> _Gösterilen Metin_:
Bu yıl Pesah Bayramı öncesinde; hayata ve Tanrı’ma şükrettim, güneşi gördüm, ama 28 senede bir denk gelen güneşin kutsanması duasına katılamadığıma üzüldüm.
Köşe yazısı dediğin köşe yazısı gibi olmalı, öncelikli olarak güncel bir konuda bir görüşü, bir düşünceyi savunmalı, tezler ortaya koymalı, ortaya konan tezlerin doğruluğunu kanıtlamalı, yorum getirmeli.
Kimine göre köşe yazıları, tarafsızının makbul olduğu ama bulunamadığı, kimine göre ise sabah kahvemizin can dostlarıdır.
Nedense ülkemizde, medyada gazetelerin yükünü köşe yazarları çekmekte, okunurluğunu onlar artırmakta. İletişimin son derece geliştiği günümüz koşullarında, olaylar anında bilgisayarımıza düşüyor, her an televizyonlardan izlenebiliyor. Bu durumda basının yüklenmesi gereken işlev de farklılaşıyor. Batıda yorum haberciliği veya araştırmacı gazetecilik kavramının köşe yazarlığından daha öne çıkmasının nedeni bu olsa gerek...
Okuma alışkanlığının az olduğu ülkemizde ise fazla zahmete girmeden kendimize yakın hissettiğimiz bir veya iki köşe yazarının kaleminden günceli yakalamayı ve değerlendirmeyi yeğliyoruz.
* * *
Bu hafta yazımı bir günlük anlayışı içinde kaleme aldım.

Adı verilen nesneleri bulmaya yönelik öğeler
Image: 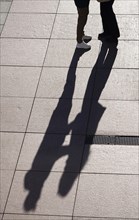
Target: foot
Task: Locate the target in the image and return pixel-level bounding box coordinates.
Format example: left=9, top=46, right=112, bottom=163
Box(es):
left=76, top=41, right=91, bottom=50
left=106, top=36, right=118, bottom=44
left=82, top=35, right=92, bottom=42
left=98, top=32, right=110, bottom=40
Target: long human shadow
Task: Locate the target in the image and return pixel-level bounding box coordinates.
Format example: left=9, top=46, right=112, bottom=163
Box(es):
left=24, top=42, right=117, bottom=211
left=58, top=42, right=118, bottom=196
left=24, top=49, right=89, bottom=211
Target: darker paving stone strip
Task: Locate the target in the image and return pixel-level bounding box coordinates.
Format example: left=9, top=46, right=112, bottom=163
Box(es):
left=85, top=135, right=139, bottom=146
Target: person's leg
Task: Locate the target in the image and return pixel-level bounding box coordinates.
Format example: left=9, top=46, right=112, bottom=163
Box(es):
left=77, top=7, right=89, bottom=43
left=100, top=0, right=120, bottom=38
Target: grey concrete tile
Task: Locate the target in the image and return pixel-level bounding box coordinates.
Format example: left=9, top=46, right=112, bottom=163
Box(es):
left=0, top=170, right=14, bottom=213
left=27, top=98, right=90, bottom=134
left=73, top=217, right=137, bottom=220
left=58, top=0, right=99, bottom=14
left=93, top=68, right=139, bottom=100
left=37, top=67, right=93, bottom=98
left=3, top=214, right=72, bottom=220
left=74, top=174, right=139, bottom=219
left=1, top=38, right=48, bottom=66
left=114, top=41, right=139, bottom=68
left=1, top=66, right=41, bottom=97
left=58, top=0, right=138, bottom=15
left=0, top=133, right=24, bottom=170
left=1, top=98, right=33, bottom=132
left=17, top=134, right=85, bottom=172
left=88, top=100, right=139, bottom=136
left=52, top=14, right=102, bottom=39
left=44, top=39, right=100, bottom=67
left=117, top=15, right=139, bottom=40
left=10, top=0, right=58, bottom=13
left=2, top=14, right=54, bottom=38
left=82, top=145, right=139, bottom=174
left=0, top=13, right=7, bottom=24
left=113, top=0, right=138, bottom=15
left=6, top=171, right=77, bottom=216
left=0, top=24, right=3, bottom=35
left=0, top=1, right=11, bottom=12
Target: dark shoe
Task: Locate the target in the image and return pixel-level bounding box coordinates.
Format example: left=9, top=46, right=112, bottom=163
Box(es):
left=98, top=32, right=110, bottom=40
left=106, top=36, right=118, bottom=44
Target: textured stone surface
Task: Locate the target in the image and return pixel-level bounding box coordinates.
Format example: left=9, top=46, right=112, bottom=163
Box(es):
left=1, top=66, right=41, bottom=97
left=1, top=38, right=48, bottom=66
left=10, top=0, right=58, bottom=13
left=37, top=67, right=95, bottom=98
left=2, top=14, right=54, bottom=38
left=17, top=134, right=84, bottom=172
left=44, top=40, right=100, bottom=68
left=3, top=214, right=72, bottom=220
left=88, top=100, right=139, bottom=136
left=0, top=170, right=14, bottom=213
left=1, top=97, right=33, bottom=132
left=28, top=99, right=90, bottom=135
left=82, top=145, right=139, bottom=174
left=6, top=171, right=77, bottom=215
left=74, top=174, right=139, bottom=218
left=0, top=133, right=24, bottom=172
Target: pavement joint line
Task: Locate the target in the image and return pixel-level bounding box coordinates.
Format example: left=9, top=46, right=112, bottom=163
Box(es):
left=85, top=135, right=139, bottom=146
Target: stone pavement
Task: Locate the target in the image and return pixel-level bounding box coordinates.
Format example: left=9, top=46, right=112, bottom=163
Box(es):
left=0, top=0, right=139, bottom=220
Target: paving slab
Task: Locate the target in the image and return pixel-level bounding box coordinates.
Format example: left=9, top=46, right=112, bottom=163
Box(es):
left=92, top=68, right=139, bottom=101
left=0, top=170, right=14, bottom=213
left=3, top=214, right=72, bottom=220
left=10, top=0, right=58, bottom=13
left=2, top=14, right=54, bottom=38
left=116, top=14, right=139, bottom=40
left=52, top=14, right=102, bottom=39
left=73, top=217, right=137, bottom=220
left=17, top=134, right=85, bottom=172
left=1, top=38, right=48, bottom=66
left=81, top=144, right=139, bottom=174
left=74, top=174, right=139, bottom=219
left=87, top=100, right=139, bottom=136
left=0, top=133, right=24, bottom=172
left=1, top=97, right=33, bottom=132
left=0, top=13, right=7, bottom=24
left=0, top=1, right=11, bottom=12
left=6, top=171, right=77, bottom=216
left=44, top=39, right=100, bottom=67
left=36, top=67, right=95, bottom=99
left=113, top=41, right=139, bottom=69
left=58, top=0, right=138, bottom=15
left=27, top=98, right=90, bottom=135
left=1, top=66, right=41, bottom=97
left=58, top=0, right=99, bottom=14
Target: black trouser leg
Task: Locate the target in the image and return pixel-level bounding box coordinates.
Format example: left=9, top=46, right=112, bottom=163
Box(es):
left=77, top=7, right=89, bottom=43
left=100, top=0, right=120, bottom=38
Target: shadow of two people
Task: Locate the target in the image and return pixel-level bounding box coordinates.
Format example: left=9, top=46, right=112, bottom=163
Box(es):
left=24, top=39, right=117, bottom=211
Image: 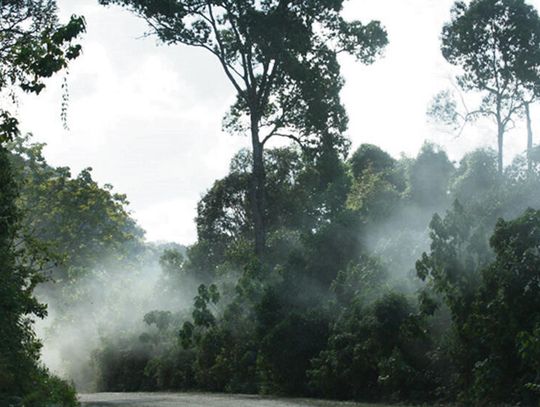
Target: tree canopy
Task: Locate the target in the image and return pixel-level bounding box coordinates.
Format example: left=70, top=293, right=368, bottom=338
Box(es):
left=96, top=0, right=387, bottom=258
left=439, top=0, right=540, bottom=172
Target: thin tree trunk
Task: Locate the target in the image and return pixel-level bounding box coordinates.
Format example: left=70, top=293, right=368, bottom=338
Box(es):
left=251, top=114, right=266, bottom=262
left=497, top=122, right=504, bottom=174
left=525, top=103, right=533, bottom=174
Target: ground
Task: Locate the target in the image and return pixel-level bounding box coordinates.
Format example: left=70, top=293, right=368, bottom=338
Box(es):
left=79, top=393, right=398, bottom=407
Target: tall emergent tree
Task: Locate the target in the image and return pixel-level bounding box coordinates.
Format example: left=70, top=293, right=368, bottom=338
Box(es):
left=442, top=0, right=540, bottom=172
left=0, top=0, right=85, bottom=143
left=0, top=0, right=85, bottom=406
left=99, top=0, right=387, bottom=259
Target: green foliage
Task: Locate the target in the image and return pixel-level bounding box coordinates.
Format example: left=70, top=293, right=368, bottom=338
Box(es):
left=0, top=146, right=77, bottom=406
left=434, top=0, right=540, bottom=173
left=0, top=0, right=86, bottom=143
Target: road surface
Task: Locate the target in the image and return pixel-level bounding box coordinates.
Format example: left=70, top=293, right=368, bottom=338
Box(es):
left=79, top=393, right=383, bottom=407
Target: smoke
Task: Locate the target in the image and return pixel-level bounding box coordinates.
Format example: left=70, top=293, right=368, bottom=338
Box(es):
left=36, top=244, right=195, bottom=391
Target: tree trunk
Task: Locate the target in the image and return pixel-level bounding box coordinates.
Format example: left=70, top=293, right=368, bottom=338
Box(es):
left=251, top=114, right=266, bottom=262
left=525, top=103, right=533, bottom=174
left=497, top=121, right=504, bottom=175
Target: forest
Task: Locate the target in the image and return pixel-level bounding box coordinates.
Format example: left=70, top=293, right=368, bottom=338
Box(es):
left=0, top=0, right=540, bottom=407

> _Yönerge_: Köşe yazıları üzerine metinden, "Bu yıl Pesah" sözcüklerinin geçtiği yerden başlayıp "kanıtlamalı, yorum getirmeli." sözcüklerinden sonra biten bölümü yeniden yazın. Bu bölümde "Pesah Bayramı" ifadesinin yerine "Hamursuz Bayramı" koyun.

> _Sonuç_:
Bu yıl Hamursuz Bayramı öncesinde; hayata ve Tanrı’ma şükrettim, güneşi gördüm, ama 28 senede bir denk gelen güneşin kutsanması duasına katılamadığıma üzüldüm.
Köşe yazısı dediğin köşe yazısı gibi olmalı, öncelikli olarak güncel bir konuda bir görüşü, bir düşünceyi savunmalı, tezler ortaya koymalı, ortaya konan tezlerin doğruluğunu kanıtlamalı, yorum getirmeli.